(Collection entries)
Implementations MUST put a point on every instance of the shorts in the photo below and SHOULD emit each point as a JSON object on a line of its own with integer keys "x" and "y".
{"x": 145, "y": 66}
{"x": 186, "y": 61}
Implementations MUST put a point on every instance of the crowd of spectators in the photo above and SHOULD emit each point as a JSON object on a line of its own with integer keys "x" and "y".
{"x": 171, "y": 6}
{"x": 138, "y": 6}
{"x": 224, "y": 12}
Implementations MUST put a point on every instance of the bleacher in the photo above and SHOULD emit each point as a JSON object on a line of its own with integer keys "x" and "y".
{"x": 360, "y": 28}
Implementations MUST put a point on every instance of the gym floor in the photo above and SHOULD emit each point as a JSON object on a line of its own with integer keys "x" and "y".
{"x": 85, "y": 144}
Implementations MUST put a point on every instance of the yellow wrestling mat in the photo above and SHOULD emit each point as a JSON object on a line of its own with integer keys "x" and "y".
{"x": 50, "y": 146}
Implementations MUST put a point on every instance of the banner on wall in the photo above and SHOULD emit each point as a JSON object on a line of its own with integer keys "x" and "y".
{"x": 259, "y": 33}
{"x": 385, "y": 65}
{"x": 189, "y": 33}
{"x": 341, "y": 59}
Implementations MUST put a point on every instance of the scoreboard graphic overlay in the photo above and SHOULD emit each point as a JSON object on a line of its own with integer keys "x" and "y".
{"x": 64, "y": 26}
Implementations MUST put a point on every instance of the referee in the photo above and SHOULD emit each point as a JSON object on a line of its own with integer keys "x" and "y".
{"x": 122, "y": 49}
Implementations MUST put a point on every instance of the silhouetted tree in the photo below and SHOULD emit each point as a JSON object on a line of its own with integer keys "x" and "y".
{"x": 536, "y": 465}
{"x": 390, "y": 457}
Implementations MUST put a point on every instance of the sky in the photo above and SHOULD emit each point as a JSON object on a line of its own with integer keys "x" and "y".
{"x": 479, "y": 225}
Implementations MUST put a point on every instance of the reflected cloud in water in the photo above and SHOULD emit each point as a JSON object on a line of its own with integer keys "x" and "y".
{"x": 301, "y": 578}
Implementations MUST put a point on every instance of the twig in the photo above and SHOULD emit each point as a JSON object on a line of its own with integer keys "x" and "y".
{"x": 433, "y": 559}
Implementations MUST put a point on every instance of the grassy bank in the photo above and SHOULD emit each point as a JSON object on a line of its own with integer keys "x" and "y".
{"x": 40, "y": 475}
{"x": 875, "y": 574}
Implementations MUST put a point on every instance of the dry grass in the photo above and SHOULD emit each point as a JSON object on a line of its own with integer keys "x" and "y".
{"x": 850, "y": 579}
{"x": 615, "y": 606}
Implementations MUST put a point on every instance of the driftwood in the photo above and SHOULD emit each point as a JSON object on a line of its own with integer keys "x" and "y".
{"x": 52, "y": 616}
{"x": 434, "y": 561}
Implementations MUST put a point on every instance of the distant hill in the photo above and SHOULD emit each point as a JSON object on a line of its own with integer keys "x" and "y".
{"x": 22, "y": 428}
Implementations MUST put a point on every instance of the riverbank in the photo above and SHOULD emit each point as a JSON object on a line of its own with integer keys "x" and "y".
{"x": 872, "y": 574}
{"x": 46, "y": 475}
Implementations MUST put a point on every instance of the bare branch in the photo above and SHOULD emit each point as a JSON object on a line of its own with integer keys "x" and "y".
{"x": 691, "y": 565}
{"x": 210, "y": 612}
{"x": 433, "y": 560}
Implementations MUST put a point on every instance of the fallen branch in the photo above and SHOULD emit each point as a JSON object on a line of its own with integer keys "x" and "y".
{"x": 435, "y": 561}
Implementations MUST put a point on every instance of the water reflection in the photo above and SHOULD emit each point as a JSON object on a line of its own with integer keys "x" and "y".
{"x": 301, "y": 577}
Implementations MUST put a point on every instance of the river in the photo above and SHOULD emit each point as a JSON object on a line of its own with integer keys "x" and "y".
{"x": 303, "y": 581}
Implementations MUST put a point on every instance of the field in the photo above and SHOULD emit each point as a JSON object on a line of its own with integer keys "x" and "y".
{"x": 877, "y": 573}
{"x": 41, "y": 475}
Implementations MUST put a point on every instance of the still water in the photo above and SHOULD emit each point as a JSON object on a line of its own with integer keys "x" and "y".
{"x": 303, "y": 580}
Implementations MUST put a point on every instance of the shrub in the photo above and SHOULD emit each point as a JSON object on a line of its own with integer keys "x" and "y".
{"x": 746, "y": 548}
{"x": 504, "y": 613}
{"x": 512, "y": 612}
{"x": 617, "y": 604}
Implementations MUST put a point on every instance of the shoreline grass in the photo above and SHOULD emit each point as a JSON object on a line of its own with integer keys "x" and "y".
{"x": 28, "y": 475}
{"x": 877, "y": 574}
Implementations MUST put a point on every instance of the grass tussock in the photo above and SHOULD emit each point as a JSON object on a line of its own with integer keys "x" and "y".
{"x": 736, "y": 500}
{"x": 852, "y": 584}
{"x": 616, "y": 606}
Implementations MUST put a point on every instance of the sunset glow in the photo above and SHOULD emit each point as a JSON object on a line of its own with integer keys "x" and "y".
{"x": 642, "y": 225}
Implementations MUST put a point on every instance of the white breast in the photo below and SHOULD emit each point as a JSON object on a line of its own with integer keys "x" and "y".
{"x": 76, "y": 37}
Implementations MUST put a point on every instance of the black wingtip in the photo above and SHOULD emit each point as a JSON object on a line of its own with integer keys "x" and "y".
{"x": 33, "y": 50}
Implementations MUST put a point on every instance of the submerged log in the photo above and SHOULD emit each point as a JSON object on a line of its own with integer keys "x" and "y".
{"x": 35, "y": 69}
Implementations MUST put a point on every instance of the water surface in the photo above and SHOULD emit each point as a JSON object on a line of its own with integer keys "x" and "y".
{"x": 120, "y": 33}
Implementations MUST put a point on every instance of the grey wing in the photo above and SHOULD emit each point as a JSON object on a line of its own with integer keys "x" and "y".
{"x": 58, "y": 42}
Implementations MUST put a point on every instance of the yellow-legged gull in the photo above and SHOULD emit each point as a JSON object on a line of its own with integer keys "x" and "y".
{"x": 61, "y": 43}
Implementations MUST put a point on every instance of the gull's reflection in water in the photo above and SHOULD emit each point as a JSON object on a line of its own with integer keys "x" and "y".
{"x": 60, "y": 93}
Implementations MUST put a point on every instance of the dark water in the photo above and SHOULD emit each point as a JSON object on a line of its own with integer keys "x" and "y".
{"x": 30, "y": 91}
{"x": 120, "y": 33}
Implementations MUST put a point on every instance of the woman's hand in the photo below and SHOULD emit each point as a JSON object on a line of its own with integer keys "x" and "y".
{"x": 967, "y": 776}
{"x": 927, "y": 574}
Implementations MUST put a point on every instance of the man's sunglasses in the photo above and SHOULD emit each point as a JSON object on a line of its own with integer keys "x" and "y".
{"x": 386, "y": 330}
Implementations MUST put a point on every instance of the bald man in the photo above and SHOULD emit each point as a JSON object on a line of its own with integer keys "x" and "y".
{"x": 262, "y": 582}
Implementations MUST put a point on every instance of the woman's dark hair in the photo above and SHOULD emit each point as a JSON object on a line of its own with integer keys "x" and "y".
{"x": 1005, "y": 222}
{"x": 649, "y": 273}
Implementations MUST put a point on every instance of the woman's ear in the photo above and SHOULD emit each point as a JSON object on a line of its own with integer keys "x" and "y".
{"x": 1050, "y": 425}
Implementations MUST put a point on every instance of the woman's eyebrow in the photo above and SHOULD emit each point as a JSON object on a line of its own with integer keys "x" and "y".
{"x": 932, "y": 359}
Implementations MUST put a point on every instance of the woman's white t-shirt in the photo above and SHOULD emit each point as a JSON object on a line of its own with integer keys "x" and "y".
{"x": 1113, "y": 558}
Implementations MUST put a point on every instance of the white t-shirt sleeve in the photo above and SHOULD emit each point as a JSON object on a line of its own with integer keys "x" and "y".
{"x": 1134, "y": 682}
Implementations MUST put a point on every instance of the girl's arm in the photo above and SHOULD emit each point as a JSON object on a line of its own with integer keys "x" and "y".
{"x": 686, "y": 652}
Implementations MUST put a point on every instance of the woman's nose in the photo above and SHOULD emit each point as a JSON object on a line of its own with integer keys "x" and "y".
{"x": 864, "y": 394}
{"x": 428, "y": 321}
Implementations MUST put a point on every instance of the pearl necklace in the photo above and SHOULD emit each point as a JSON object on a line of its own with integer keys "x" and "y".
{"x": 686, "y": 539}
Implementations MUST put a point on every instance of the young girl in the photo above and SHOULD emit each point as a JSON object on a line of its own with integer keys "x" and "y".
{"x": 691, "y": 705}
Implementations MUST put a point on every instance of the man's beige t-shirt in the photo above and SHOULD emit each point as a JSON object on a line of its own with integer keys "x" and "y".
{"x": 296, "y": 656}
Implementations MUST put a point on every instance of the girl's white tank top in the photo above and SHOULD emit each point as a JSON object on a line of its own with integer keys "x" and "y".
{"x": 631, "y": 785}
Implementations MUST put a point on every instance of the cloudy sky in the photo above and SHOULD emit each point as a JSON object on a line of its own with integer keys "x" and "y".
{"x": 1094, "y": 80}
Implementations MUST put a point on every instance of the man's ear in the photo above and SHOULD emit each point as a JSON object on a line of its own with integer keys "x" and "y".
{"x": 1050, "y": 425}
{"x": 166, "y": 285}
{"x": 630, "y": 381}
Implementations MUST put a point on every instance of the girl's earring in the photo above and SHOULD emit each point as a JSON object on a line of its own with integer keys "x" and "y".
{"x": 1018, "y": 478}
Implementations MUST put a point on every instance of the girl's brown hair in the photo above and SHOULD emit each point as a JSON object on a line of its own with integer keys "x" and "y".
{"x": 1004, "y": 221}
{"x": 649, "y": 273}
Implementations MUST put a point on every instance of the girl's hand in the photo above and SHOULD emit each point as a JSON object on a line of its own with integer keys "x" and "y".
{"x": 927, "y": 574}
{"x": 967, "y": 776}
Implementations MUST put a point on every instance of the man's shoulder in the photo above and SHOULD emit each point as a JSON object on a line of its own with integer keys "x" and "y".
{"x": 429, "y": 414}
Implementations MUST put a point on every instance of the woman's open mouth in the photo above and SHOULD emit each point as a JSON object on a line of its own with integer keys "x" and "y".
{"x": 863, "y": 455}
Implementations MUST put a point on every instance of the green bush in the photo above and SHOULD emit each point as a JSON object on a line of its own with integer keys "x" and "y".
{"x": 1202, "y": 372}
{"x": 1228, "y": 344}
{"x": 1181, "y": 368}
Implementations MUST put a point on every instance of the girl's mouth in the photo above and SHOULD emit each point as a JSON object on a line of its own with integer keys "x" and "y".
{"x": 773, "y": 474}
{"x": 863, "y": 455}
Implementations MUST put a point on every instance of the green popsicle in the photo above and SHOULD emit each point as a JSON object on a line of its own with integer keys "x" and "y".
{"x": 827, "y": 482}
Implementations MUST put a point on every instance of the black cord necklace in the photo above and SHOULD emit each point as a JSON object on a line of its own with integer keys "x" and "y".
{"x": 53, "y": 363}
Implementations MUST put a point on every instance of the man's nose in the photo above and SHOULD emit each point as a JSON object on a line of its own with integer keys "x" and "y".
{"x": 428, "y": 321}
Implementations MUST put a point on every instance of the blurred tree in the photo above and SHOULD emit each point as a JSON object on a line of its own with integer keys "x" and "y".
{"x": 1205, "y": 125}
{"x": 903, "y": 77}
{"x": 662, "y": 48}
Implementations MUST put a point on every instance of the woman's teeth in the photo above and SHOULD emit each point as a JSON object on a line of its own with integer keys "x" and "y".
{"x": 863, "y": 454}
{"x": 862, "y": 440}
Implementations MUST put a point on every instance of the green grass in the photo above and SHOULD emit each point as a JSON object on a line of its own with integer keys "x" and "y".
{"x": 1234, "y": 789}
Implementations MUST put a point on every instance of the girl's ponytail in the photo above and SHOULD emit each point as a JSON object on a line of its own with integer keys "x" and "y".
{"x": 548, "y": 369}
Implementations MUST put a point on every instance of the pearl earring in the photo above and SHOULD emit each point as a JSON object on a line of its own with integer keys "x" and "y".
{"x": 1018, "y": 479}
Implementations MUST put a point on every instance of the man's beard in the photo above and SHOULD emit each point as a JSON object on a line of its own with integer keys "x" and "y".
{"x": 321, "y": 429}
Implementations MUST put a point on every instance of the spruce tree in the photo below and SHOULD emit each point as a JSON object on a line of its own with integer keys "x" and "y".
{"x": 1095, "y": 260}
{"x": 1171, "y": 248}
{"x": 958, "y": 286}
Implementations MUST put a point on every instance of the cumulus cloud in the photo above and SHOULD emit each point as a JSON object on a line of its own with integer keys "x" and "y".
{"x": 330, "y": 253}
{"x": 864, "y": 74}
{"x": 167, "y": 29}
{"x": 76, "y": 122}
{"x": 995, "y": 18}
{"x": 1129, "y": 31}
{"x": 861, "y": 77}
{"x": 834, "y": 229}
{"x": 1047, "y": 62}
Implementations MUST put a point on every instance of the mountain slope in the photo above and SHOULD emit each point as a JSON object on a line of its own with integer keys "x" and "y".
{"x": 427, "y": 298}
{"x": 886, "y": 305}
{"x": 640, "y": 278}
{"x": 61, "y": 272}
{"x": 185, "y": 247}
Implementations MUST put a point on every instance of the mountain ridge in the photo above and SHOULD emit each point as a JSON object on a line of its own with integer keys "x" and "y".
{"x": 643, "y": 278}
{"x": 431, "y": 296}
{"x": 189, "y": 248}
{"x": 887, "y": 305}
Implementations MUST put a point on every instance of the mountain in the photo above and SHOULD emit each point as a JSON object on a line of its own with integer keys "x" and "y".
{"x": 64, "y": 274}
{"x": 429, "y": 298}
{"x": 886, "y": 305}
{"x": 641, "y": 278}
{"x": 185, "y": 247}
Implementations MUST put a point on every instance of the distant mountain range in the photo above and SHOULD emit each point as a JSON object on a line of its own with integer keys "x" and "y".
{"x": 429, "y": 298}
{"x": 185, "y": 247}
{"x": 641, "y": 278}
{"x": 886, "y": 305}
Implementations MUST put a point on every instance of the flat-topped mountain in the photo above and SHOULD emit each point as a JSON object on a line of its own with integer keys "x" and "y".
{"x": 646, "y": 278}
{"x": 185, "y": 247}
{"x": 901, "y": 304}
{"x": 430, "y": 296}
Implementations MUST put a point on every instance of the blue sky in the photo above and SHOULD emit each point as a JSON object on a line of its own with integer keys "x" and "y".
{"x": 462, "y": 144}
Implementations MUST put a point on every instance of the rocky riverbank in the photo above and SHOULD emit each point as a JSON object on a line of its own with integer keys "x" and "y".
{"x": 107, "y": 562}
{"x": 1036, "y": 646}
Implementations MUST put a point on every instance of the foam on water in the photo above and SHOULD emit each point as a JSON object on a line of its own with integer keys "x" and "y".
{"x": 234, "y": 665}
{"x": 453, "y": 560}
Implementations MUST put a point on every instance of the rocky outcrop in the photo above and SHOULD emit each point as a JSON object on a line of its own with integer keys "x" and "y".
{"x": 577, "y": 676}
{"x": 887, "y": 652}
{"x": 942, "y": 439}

## Work to be completed
Keep only the lines from the one containing "the rocky riverbank" through the final line of the records, and transcribe them exactly.

## Solution
Implementations MUST put a point on every instance of the rocky riverbank in the photo above and SHOULD emit each point as a JSON object on a line of its own with integer keys "x" and "y".
{"x": 107, "y": 562}
{"x": 1036, "y": 646}
Implementations MUST put a point on every instance of the foam on water in the photo above and SHOULD emit each point as a JSON object on a line of its own with integer keys "x" and "y".
{"x": 234, "y": 665}
{"x": 453, "y": 560}
Implementations MUST put a point on every instance of the rocky outcrop in the photo above and SHOULD emit each point as a JSON object on a line of its own with integer keys "x" and "y".
{"x": 577, "y": 676}
{"x": 887, "y": 652}
{"x": 942, "y": 439}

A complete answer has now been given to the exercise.